Sur le terme « gagnant-gagnant », que ce soit sur le plan économique ou autre, il s’agit de répondre mutuellement et favorablement à quatre volets principaux pour la réussite d’un tel processus. Il s’agit :
- premièrement, d’abord d’une confiance mutuelle et de l’entretien de celle-ci,
- deuxièmement d’un processus négocié, souvent contractuel, qui doit déboucher sur des résultats favorables po urchacune des parties en présence. Au plan financier ou budgétaire, chacune des parties doit pouvoir en profiter afin d’éviter d’avoir des déséquilibres qui peuvent se traduire par de l’endettement. Si les déséquilibres deviennent asymétriques et l’endettement devient structurel, il y a manifestement un problème et on aboutit à une situation de « gagnant-perdant ».
- troisièmement, le volet souvent négligé notamment dans le monde occidental, en particulier les pays du G7 et de l’OTAN, que constitue la dignité et le respect de chacune des parties, notamment dans l’inclusivité dans le processus et dans la décision finale, voire même dans l’évaluation ex-post du dossier. Ainsi, un processus ou un contrat « gagnant-gagnant » suppose que chaque partenaire respecte la dignité de l’autre en s’assurant que l’intérêt de l’autre est autant pris en compte que son propre intérêt.
- Enfin, quatrièmement, dès lors que le processus devient inégal pour l’une des parties, il faut nécessairement en rechercher les causes, les corriger et surtout organiser et trouver un compromis, un nouvel accord de répartition des avantages et inconvénients, des pertes et des bénéfices tout en acceptant de s’engager dans une logique de retour à l’équilibre dans le partage des fruits de la croissance pour chacun, mais surtout pour permettre à la relation gagnant-gagnant de perdurer et de trouver un accord en augmentation.
En résumé, ce sont la confiance, la négociation d’égal à égal, le respect de la dignité de chacun et la volonté pour la partie créancière de s’engager dans un processus de discrimination positive limité dans le temps, pour rétablir les équilibres et restaurer la confiance dans le processus « gagnant-gagnant ».
SA. Dans votre article, vous voyez aussi, à travers la participation d’une quarantaine de pays africains audit sommet, “l’intérêt des pays africains pour les BRICS et les opportunités économiques qu’ils offrent ?

• [EXTRAIT DES DONNÉES]:
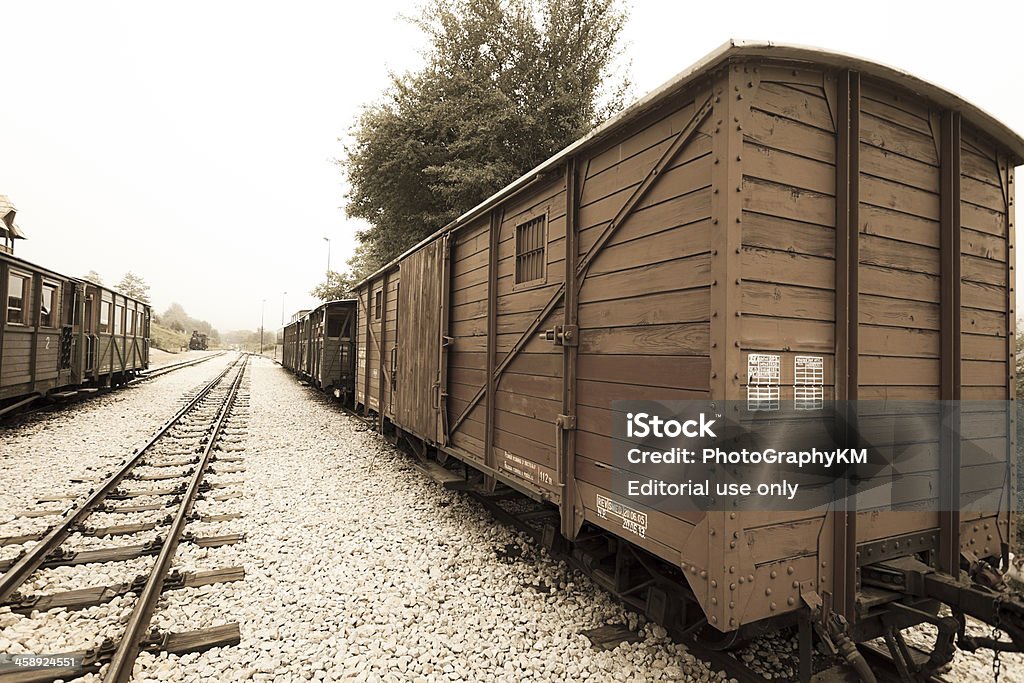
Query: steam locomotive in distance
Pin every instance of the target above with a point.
(199, 342)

• [CONSIGNES]: Reprenez, s'il vous plaît, le texte sur la notion « gagnant-gagnant » et rédigez la suite après sa dernière phrase. Les lignes forment un matériau distinct, sans rapport avec le texte.

• [LE RÉSULTAT]:
YEA. En effet, il s’agit pour les pays du BRICS de promouvoir au moins quatre points fondamentaux :
- faciliter une approche inclusive structurée autour du non-alignement et de la souveraineté mais basée sur des valeurs communes si elles sont véritablement partagées ;
- promouvoir les échanges intra-BRICS élargis sur la base d’une coopération « gagnant-gagnant » ;
- organiser des partenariats sur la base de consensus afin d’accélérer le développement dans toutes ses dimensions afin de favoriser la solvabilité des uns et des autres pour soutenir la pérennisation du processus « gagnant-gagnant »; et
- œuvrer pour des consultations et une coopération resserrée avec les nouvelles puissances émergentes afin de trouver des solutions efficaces aux défis transnationaux tout en préservant son indépendance et son développement accéléré.
Je rappelle que pour le 15e sommet, il fallait faire une demande d’adhésion aux BRICS. Une quarantaine de pays l’aurait fait. Pour les pays africains, le Président sud-africain, Cyril Ramaphosa leur a adressé personnellement une lettre d’invitation personnelle. Mais ils sont nombreux ces chefs d’Etat africains à avoir subi des pressions, des intimidations, des menaces, soit pour ne pas s’y rendre, soit pour s’y rendre pour défendre un agenda ne devant pas s’opposer à celui du G7 et de l’OTAN, soit pour tenter de limiter la portée de l’évènement.
C’est dans ce contexte qu’il faut comprendre que la participation directe ou indirecte des pays africains aux BRICS constitue non seulement une opportunité, mais aussi des obligations dans tous les domaines, notamment politiques avant les autres volets économiques. Les pays africains qui sont venus sans préparation et surtout croyaient repartir avec des financements ont compris que leur approche avec les institutions du G7 ou l’OTAN doit être révisée.
Les opportunités se résument à un transfert d’expertise, de connaissance, de technologies, et d’appuis divers pour mieux peser dans le monde. En retour, il y a des obligations consistant à ne pas devenir une menace pour le Groupe des BRICS, du fait des positions ambivalentes de certains dirigeants africains au plan international ou bilatéral avec les pays du G7 et de l’OTAN.
SA. Hormis l’Afrique du Sud, pourquoi aucun pays africain subsaharien n’a été retenu pour devenir membre des BRICS Plus lors du 15e sommet des BRICS à Johannesburg en Afrique du Sud ?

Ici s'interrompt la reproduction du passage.